SET PROBLEM
Please filter the records below, copying every line that contains the string "foliage". Letter case counts when matching.

DATASET ROWS
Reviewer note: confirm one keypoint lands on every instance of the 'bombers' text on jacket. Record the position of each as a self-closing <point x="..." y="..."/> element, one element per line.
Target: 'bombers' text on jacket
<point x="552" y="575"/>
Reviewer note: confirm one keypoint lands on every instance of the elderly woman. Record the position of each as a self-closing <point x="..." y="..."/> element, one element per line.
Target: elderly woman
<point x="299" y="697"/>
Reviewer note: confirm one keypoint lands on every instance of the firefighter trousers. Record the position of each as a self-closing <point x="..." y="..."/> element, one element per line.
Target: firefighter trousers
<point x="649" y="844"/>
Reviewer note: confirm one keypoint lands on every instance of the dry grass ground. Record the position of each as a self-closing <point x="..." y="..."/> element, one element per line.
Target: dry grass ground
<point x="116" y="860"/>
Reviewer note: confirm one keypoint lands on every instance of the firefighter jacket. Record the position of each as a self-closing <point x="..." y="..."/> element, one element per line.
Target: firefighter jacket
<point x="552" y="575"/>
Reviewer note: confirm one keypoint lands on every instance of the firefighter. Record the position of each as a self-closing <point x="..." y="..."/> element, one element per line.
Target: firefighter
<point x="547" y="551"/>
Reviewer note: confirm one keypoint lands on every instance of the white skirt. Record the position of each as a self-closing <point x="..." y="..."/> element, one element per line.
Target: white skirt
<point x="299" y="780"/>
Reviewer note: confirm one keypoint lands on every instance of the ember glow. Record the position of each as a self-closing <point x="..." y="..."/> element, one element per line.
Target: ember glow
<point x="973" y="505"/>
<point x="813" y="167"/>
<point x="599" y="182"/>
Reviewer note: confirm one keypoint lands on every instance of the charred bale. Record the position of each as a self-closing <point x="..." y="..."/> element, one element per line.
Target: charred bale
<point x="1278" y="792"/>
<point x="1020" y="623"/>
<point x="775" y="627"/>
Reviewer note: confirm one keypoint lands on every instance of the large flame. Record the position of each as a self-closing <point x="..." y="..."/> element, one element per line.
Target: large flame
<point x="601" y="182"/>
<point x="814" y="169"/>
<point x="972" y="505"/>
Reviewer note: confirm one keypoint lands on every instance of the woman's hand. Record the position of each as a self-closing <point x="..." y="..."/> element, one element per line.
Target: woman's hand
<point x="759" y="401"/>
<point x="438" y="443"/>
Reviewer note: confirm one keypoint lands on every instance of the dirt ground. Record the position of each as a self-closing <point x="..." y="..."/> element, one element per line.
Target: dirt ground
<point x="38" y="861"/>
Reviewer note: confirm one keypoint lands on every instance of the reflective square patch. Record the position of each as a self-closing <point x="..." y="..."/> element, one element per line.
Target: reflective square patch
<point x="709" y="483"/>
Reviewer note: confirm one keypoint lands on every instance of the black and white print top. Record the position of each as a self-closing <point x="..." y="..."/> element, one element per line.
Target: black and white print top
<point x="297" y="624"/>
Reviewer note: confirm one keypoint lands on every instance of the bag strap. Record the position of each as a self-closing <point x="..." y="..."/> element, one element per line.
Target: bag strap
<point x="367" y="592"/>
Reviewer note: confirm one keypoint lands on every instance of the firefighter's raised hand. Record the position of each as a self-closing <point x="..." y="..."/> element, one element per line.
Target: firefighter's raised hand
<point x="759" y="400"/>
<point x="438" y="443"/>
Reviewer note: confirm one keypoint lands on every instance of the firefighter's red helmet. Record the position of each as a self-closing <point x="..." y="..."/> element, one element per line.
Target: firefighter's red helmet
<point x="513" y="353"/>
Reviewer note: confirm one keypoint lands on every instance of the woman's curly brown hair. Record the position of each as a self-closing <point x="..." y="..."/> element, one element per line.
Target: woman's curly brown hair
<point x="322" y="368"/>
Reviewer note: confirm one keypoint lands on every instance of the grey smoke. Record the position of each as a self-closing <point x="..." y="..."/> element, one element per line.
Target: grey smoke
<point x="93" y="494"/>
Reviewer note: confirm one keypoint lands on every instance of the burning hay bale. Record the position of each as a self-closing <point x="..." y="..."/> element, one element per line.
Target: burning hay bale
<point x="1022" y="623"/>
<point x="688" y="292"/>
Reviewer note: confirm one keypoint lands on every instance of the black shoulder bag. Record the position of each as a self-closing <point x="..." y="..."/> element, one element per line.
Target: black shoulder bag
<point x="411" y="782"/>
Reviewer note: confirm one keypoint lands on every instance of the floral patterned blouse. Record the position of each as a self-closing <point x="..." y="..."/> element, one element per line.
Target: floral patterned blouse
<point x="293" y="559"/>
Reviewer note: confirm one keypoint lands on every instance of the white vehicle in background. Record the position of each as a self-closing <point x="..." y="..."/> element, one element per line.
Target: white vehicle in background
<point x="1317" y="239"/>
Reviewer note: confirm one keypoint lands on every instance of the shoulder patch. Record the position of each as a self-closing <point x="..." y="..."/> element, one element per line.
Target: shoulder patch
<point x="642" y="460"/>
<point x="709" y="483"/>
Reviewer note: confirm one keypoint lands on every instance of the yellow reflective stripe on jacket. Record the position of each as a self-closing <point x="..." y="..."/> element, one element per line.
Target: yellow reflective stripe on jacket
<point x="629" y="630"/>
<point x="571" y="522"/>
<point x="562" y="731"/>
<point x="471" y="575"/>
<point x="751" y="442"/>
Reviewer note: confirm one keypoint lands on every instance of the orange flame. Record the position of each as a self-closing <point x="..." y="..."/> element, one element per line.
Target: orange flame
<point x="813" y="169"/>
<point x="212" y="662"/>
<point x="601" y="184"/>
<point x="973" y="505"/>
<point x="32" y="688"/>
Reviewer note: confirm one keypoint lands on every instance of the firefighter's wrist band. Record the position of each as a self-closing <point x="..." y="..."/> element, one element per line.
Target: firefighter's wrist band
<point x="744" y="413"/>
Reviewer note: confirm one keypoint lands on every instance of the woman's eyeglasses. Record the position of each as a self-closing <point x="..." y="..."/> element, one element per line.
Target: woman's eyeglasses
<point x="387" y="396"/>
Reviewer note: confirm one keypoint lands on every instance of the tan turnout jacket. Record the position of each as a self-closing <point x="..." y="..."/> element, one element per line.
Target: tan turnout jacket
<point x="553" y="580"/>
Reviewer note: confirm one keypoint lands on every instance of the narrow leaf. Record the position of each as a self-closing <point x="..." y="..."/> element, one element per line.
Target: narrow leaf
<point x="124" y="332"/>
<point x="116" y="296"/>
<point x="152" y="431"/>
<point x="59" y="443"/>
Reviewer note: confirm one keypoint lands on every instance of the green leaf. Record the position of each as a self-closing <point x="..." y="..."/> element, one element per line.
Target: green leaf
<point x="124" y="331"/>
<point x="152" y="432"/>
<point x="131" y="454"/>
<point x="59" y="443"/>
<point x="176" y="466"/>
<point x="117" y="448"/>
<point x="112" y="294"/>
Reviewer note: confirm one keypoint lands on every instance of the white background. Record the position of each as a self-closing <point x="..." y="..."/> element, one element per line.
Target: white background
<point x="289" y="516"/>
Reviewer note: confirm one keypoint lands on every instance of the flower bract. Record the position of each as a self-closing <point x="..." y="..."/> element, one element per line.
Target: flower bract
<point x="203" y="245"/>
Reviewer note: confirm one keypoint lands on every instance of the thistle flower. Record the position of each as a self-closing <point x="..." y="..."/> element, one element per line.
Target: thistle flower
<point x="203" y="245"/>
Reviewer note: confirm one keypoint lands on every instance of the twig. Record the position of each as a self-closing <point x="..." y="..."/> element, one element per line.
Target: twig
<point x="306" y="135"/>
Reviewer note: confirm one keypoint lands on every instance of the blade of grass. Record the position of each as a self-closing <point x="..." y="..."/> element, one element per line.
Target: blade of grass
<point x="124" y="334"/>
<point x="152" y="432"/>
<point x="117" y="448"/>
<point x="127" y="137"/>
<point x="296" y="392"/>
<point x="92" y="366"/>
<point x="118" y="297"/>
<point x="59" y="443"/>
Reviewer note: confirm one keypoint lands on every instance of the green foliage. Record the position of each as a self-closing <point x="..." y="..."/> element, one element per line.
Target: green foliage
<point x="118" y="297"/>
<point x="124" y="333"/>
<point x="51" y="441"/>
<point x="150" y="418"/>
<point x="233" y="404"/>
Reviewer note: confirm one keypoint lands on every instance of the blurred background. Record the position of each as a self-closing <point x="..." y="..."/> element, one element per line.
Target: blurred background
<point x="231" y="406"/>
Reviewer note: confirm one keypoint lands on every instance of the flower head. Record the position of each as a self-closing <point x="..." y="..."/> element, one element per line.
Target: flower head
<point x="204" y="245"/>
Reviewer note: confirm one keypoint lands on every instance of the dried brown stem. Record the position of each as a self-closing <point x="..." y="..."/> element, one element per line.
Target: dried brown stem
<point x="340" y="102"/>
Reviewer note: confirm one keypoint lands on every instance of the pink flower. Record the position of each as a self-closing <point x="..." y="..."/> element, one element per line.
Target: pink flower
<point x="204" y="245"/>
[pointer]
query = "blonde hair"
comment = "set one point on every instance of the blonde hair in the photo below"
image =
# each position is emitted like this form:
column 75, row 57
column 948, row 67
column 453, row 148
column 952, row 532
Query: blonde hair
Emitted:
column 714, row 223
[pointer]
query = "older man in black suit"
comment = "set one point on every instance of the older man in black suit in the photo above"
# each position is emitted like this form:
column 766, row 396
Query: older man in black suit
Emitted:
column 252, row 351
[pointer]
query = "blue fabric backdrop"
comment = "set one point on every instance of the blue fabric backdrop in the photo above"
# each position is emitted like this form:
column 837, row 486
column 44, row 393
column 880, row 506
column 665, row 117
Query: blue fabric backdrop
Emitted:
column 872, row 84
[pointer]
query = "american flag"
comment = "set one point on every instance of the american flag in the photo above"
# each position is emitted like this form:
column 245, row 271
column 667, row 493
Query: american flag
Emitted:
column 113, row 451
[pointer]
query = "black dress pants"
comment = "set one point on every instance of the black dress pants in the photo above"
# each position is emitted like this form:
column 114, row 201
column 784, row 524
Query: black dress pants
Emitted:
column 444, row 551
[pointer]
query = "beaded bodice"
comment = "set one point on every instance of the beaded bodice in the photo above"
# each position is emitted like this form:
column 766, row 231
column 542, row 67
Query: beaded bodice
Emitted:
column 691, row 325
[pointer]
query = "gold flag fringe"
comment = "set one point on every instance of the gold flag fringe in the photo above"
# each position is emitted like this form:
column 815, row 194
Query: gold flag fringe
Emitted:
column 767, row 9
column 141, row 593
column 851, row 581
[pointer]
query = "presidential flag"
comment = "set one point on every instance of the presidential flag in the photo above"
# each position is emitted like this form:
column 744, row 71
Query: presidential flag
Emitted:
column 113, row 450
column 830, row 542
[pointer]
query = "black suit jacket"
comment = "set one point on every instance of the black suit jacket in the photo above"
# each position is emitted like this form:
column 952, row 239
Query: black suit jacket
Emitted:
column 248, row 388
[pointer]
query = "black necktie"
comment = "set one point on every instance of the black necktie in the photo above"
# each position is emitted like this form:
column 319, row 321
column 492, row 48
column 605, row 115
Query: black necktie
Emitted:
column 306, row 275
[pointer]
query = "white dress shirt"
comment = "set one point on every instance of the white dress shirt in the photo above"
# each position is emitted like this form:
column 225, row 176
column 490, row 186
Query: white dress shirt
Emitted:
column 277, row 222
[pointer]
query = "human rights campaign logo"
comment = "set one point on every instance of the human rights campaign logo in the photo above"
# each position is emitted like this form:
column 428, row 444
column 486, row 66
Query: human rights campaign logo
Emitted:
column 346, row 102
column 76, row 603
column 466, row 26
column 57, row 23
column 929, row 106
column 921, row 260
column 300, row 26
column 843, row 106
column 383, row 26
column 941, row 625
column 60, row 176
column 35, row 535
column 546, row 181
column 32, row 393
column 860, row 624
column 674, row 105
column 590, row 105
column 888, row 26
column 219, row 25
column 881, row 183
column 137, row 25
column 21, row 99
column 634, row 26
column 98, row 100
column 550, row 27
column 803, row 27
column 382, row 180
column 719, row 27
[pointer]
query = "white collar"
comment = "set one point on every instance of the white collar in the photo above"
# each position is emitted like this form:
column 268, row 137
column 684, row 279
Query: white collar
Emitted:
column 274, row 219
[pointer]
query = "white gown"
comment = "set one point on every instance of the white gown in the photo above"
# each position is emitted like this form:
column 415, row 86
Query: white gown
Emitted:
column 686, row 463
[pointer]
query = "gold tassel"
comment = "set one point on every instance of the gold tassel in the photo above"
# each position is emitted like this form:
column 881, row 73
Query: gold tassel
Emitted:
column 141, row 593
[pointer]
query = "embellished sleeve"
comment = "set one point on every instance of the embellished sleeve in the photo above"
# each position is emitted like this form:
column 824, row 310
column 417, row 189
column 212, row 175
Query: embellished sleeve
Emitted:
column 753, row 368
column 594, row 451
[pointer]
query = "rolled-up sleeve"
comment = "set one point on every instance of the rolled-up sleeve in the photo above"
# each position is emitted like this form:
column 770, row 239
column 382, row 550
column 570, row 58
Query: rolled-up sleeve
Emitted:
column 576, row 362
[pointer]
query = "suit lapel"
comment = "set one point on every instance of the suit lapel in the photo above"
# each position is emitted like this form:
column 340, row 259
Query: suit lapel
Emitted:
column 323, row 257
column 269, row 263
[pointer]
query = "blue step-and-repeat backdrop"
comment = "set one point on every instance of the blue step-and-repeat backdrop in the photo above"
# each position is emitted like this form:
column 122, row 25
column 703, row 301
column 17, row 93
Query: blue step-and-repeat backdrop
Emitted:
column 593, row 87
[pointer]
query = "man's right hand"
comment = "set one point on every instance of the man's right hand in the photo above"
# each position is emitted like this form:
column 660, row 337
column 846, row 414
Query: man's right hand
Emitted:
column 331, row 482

RESPONSE TO THIS EXERCISE
Reviewer note: confirm one keypoint lands on every instance of the green foliage. Record the position of each as a self-closing <point x="..." y="..."/> element, one element per line.
Target: green foliage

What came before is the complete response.